====== ФРАГМЕНТ ТЕКСТА ======
5. Теперь обобщим результаты нашего анализа

Включая отсылки к У. Шекспиру в свои тексты, А.П. Чехов использует их для решения весьма различных задач, конкретных для каждого отдельного случая, которые так или иначе подчинены общему творческому замыслу произведения.

Несмотря на некоторые недостатки самого метода анализа и недостаточную разработанность терминологии, удалось выделить отдельные обобщённые концептуальные категории, которые наглядно показывают особенности творческого метода А.П. Чехова, тех приёмов, которые он выбирает для решения своих творческих задач.

Теперь сформулируем результаты нашего анализа в более наглядной форме.
====== ПОКАЗАННЫЕ ЗАПИСИ ======
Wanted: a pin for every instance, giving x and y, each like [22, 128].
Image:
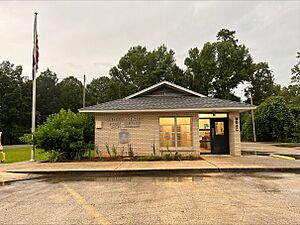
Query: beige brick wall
[142, 138]
[234, 134]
======
■ ЗАДАНИЕ A ■
Выпишите из фрагмента о Чехове и Шекспире всё, начиная со слов «Включая отсылки к» и вплоть до слов «своих творческих задач.».
■ ЗАДАНИЕ B ■
Допишите, что идет дальше во фрагменте о Чехове и Шекспире, начиная сразу после его последнего предложения.
Записи никак не связаны с фрагментом о Чехове и Шекспире.

■ ОТВЕТ A ■
Включая отсылки к У. Шекспиру в свои тексты, А.П. Чехов использует их для решения весьма различных задач, конкретных для каждого отдельного случая, которые так или иначе подчинены общему творческому замыслу произведения.

Несмотря на некоторые недостатки самого метода анализа и недостаточную разработанность терминологии, удалось выделить отдельные обобщённые концептуальные категории, которые наглядно показывают особенности творческого метода А.П. Чехова, тех приёмов, которые он выбирает для решения своих творческих задач.

■ ОТВЕТ B ■
В контексте произведений А.П. Чехова отсылки к У. Шекспиру приобретают следующие значения:

5.1. индикатор определённого культурного уровня, общего у читателя и автора;

5.2. прецедент, знакомый читателю, поясняющий ситуацию, характер и проч. в тексте;

5.3. прецедент, знакомый читателю, но составляющий контраст по отношению к содержанию произведения (в некоторых случаях при внешнем сходстве с отсылкой);

5.4. отвлекающий манёвр, направляющий мысль читателя / зрителя в ложное русло;

5.5. средство оказать давление на собеседника, чтобы добиться нужного результата;

5.6. пример, демонстрирующий неадекватное восприятие говорящего, не понимающего либо смысла того шекспировского текста, который он цитирует, либо той ситуации, в которой говорящий находится;

5.7. мера таланта писателя, журналиста или актёра (профессиональный взгляд), применительно к непрофессионалам — масштаб личности;

5.8. рабочий материал в театре (профессиональный взгляд);

5.9. Шекспир (или его произведения) как веха в развитии человечества;

5.10. отсылка к У. Шекспиру используется как единица отсчёта (или как заданный стандарт) при оценке ситуации, события, характера в произведениях самого А.П. Чехова. Это вполне сочетается с любым из перечисленных выше случаев отсылки к У. Шекспиру.

Обычно это связано с намеренным нарушением соответствия отсылки к У. Шекспиру тому, что наблюдается в тексте А.П. Чехова; это несоответствие может иметь либо содержательный, либо языковой характер.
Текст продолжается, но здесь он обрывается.